TASK DESCRIPTION
In the book review below, who translated the essay "Exile is My Identity"?

EXCERPT PROVIDED
---+---
Hierarchies of the destitute
Syrians appear in the most unlikely places in the new collection Refugees Worldwide: Literary Reportage, compiled by Luisa Donnerberg and Ulrich Schreiber. The recurring presence of Syrians is not apparent from the book′s table of contents – only one of its fourteen literary essays was written by a Syrian. The essays, by authors around the world, explore the stories of Salvadoran refugees in Belize; Haitian refugees in Brazil; Hazaran refugees fleeing Pakistan; Ukrainians seeking refuge inside the Ukraine; and a lone Congolese man who fled to Tokyo.
Yet, in the unlikeliest of paragraphs, we find Syrians. They often don′t appear as individuals, but as a group against which other refugee stories are measured. Syrians become a counterpoint or complaint, or, in one essay, they appear just to emphasise that the refugees depicted are not Syrian.
The first essay, ″Exile is My Identity″, written by Nora Bossong and translated by Kurt Beals, is set in the U.S.. Before Bossong moves on to discuss a variety of exiles, she addresses the U.S. government′s reaction to Syrians, noting that the country hasn′t come close to meeting its share of 10,000 new Syrian residents.
Syrians appear in a far less sympathetic light in Andrea del Fuego′s ″Anthropophagists Still″, translated by Jethro Soutar. In del Fuego′s essay, Syrians are an indistinguishable, privileged and wholly Muslim monolith.
---+---
DATA SECTION
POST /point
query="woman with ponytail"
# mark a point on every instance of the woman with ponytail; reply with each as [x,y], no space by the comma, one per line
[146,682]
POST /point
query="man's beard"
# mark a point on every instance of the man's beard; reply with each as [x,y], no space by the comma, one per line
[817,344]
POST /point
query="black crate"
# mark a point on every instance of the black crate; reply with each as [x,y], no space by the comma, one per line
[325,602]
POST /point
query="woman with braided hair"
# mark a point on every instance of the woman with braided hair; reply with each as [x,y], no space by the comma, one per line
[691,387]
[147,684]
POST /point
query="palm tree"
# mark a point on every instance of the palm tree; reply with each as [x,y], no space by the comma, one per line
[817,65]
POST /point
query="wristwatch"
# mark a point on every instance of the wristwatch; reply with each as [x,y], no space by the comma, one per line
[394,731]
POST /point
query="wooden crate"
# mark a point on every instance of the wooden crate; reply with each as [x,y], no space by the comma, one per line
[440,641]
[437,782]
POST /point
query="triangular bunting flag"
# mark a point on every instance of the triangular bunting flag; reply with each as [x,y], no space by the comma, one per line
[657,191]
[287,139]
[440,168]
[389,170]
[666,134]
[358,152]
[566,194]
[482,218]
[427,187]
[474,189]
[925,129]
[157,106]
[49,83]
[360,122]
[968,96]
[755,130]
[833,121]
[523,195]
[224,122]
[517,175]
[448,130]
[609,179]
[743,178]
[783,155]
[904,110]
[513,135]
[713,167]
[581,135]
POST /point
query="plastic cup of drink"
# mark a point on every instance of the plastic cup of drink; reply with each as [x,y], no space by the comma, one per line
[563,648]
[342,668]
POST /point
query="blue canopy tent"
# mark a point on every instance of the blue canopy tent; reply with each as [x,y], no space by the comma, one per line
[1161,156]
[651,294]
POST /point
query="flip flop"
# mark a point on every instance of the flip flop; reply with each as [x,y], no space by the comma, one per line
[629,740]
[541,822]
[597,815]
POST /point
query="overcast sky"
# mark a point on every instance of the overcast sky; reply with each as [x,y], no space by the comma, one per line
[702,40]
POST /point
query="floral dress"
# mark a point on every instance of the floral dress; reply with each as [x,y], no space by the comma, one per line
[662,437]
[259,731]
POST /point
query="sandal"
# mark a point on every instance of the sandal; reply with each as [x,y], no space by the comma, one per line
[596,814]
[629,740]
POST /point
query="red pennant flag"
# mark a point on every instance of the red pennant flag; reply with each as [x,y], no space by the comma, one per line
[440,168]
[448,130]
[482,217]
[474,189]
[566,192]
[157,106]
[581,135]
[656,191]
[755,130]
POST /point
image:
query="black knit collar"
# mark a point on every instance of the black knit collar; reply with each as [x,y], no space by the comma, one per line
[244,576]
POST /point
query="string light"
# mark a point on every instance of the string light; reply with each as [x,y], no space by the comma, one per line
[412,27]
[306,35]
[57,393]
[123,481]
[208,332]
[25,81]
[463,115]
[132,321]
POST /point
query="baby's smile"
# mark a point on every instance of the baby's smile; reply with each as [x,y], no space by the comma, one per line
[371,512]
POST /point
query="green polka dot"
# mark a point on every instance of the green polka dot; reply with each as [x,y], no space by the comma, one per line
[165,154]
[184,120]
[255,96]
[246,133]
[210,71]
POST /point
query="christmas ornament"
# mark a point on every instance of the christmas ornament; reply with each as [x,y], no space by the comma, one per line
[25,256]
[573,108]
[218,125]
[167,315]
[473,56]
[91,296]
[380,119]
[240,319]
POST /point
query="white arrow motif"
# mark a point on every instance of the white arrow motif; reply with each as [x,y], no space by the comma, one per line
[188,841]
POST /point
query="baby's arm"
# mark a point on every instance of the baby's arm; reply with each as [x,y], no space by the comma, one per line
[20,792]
---+---
ANSWER TO THIS TASK
Kurt Beals